(Referring expression pointing data)

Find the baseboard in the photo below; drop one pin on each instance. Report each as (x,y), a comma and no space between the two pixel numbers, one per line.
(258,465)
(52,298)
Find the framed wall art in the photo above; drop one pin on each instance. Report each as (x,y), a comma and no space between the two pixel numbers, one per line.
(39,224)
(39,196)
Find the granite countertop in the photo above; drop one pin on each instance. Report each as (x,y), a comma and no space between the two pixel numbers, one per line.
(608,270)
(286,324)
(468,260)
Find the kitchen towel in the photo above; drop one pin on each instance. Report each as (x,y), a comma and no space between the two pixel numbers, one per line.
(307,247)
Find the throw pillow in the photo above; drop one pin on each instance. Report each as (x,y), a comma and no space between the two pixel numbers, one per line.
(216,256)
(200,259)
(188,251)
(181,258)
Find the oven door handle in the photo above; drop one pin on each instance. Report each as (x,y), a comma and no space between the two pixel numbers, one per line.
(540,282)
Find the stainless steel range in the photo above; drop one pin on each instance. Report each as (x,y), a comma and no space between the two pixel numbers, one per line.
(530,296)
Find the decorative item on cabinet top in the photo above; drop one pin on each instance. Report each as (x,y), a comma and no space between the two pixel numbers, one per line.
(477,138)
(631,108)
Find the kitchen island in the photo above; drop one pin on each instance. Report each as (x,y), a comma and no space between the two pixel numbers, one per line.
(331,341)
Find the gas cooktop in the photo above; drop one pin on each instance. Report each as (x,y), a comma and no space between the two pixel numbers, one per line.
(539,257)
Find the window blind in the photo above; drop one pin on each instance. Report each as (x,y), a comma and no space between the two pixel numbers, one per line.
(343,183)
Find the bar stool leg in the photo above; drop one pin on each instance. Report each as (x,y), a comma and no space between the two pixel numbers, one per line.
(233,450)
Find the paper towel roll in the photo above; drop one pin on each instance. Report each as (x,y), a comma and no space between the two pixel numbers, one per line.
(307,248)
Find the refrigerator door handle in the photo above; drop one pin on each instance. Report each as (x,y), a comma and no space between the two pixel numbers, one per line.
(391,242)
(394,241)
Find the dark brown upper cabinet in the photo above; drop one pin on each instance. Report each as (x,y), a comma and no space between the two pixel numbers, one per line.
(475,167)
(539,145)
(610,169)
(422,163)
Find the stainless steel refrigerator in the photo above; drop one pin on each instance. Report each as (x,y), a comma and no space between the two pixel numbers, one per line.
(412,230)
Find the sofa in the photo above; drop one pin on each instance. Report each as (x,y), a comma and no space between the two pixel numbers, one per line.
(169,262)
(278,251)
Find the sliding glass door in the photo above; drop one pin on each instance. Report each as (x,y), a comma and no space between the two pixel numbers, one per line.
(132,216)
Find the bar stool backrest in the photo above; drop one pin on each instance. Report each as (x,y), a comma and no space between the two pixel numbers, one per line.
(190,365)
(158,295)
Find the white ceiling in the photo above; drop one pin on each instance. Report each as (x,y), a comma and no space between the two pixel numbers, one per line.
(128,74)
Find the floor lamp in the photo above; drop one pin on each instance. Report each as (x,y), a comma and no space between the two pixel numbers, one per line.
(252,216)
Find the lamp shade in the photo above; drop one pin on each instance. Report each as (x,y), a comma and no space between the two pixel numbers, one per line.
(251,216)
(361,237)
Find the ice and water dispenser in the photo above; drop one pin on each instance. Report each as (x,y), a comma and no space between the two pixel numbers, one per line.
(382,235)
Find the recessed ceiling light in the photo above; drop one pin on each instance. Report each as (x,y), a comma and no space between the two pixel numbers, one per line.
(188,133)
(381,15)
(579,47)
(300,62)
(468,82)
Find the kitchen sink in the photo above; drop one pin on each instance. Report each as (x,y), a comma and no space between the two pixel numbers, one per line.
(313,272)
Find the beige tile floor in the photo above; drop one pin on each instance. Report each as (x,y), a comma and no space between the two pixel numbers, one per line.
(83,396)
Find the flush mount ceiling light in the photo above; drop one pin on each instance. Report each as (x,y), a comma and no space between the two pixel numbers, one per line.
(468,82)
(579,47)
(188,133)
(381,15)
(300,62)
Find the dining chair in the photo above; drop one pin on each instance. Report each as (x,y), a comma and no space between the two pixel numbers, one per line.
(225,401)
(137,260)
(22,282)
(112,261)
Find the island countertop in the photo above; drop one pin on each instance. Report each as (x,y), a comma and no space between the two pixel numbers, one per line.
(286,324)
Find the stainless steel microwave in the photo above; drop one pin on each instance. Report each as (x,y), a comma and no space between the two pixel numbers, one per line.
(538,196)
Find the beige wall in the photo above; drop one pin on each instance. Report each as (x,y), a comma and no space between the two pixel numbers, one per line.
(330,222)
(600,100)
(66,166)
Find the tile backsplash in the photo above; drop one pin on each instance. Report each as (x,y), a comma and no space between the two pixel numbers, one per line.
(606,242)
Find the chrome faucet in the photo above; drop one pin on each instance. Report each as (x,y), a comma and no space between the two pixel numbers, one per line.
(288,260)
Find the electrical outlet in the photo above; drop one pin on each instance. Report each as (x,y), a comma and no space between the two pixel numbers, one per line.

Exercise instructions:
Write out the complete set of records exactly as given.

Answer to this exercise:
Find the baseboard in the photo below; drop one pin on each instance. Report each as (x,y), a comma and no space between the two pixel numbers, one per line.
(258,465)
(52,298)
Find the framed wall art in the photo above; drop one pin on each instance. Report each as (x,y), a comma and no space between the two pixel numbers, one per line.
(39,224)
(39,196)
Find the granite countertop in the photo above; drop one pin on each instance. Report each as (x,y), a comma and no space between the two pixel numbers, one per line.
(608,270)
(286,324)
(468,260)
Find the kitchen towel in the photo above; drop one pin on each instance. Report each as (x,y), a comma and no space between the two pixel numbers, one per line.
(307,247)
Find the throw pillow in the photo above; drop one pin on each instance. Report each as (x,y), a comma and no space between the two pixel numbers, one per line.
(216,256)
(200,259)
(188,251)
(181,258)
Find the oven door handle in the photo above; drop one pin on each instance. Report each as (x,y), a comma and no space between the two pixel numbers, one per line.
(540,282)
Find the stainless steel range in the photo above; drop one pin on each instance. Report each as (x,y), a comma and no space between the two pixel numbers, one per line.
(530,296)
Find the decorative item on cabinet top in the photo above; drop one pin on each instance. Report each as (x,y), a comma and no space between the two pixel numbers, one per line.
(477,138)
(631,108)
Find the kitchen island in the photo above; drop one pin on each instance. Report each as (x,y), a comma and no space between the two pixel numbers, one per line.
(331,341)
Find the gas cooktop in the photo above; drop one pin on each instance. Report each as (x,y), a comma and no space between the two pixel numbers, one per line.
(539,257)
Find the window blind in the photo above; drop one pin on each instance. Report each as (x,y), a comma and no space between the two pixel numbers, one per line.
(343,183)
Find the bar stool leg in the photo above; drop one pin on each instance. Report each as (x,y), a comma and no space between the two pixel numbers, one per line.
(233,450)
Find the paper towel roll in the photo above; drop one pin on each instance. Report each as (x,y), a comma and no space between the two pixel numbers, one per line.
(307,248)
Find the refrigerator door handle in the photo above; drop one pin on each instance. Report each as (x,y), a comma and no space between the two pixel numbers, one per line.
(391,242)
(394,241)
Find the dark brown upper cabinet in the photo above; drop one pin on each instance. Report each as (x,y), a comma and no space between the two pixel numbers, one per line.
(475,167)
(539,145)
(610,169)
(422,163)
Find the stainless steel refrigerator in the photo above; drop one pin on each instance. Report each as (x,y), a comma and no space between the two pixel numbers, one per line.
(412,230)
Find the sofa in the photo above; drop one pin on each instance. Report each as (x,y), a comma and no space between the two pixel numbers, one per line.
(169,262)
(278,251)
Find the sliding glass door in the photo above; drop one pin on each instance. Report each as (x,y), a comma and no space between the two pixel numbers, one per line.
(132,216)
Find the bar stool backrest in the photo above; drop one pin on each instance. Report each as (x,y), a comma and no space between the two pixel numbers, one per line.
(190,365)
(158,295)
Find the white ceiling in the photo above; drop one pin on each instance. Report each as (x,y), a comma and no space between the two pixel numbers, one per line.
(128,74)
Find the floor lamp in the photo above; drop one pin on each instance. Report each as (x,y), a comma and no space between the two pixel numbers, one per line.
(252,216)
Find the lamp shade in the photo above; drop one pin on each instance. Report each as (x,y), a comma and no space between the two pixel numbers, one per line.
(251,216)
(361,237)
Find the ice and water dispenser in the photo above; drop one pin on each instance. Report each as (x,y), a comma and no space between the two pixel numbers, one per line.
(382,235)
Find the recessed ceiling light in the photo above; drop one pin on each instance. Report each as (x,y), a comma and no space between the two pixel numbers, one per line.
(188,133)
(381,15)
(579,47)
(300,62)
(468,82)
Find the kitchen sink in the photo above; drop one pin on each instance. Report each as (x,y), a comma and no space between the two pixel numbers, one per line.
(313,272)
Find the beige tile floor in the photo above; drop one pin on each instance. Report each as (x,y), a comma and no space between the two pixel numbers, one per line.
(83,396)
Find the flush mount ceiling light in the photo above; drop one pin on each instance. Report each as (x,y), a comma and no space between the two pixel numbers, one per line.
(468,82)
(579,47)
(188,133)
(381,15)
(300,62)
Find the dining chair in the photo above; drop one pin on each instance. Report each as (x,y), a comma and no space between the two pixel numbers, one per line.
(225,401)
(137,260)
(22,282)
(112,261)
Find the island countertop in the photo above; drop one pin on each instance. Report each as (x,y), a comma and no space between the two pixel numbers, one per line.
(286,324)
Find the stainless steel microwave in the photo above; drop one pin on each instance. Report each as (x,y), a comma and no space between the two pixel numbers, one per line.
(538,196)
Find the beige wall in the photo above; drop one pin on each instance. Report each as (x,y), a comma and no space between the two pixel numbers, one per line.
(330,222)
(600,100)
(66,166)
Find the tile backsplash in the photo above; drop one pin on each instance. Report each as (x,y), a comma and no space between the two pixel numbers, one per line.
(606,242)
Find the chrome faucet in the photo above; drop one pin on each instance. Report each as (x,y), a comma and no space between the two pixel numbers, one per line.
(288,260)
Find the electrical outlet in the photo above; drop one pin on each instance. Report each as (x,y), a comma and no space between the two pixel numbers, one per line.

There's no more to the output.